## [Requests]
• a. In the essay on feeling peace after trauma, how does the writer say peace used to feel?
• b. Resume the essay on feeling peace after trauma right after its final sentence, adding a few paragraphs in the same voice.

## [Page excerpt]
####################

It means your nervous system has loosened its grip for a second. It means the body has stopped preparing for disaster long enough to remember what ordinary life feels like. It means the world is not reading as a battlefield in that exact moment. It means the part of your brain that has been standing guard with a knife between its teeth finally sat down for one blessed second and unclenched.

That is powerful.

There is something almost indecent about peace when you haven’t trusted it in a while. Not because it isn’t welcome. It is. But because it can feel suspicious at first. Like a beautiful stranger who smiles too perfectly and makes you wonder what exactly she wants from you. Calm after chaos has a weird way of feeling like maybe it’s a setup. Like life is just being unusually polite before it tries something again.

Very healthy. Very grounded. Very not at all the aftermath of trauma.

And yet. Today, for a moment, I wasn’t interrogating the peace. I was just in it. That’s the part that got me.

Because peace used to feel theoretical. Desirable, yes, but distant. Something for people with more intact nervous systems and fewer internal security alerts. Something I could describe but not necessarily inhabit.

But lately it’s been appearing more often. Quiet little moments. Brief pockets. A softer afternoon. An easier breath. A stretch of time where the body isn’t busy translating everything into threat.

And each time it happens, it feels a little less foreign. I think that matters.

####################

## [Source excerpt]
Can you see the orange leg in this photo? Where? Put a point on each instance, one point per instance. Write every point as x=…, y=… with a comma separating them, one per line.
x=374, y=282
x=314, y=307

####################

## [Exercise responses]
• a. Theoretical: desirable, but distant.

• b.
Because healing is not just about feeling better. It’s about becoming able to recognize safety without demanding it prove itself in triplicate first. It’s about learning that stillness is not always the hallway before disaster. Sometimes it is just stillness. Sometimes the quiet room is just a quiet room. Sometimes the moment is not hiding anything sharp.

That is a hard education. And a beautiful one.

Roger spent the evening curled up beside me like a heater with fur and no concept of personal space, fully committed to the radical notion that comfort should be immediate, total, and preferably shared. I admire his devotion to softness. There is something sacred about being near a creature who does not question his right to feel safe beside you. Who simply arrives, settles, trusts.

Maybe that’s part of what peace is too.

Not the absence of memory. Not the absence of what happened. Not some magical eraser that leaves you untouched and glowing and easier to explain. Just the presence of enough safety, enough calm, enough breath, enough now.

That feels like power to me.

Not the loud kind. Not the showy kind. The kind that slips into the room softly and changes everything anyway.

Chaos in one hand. Grace in the other.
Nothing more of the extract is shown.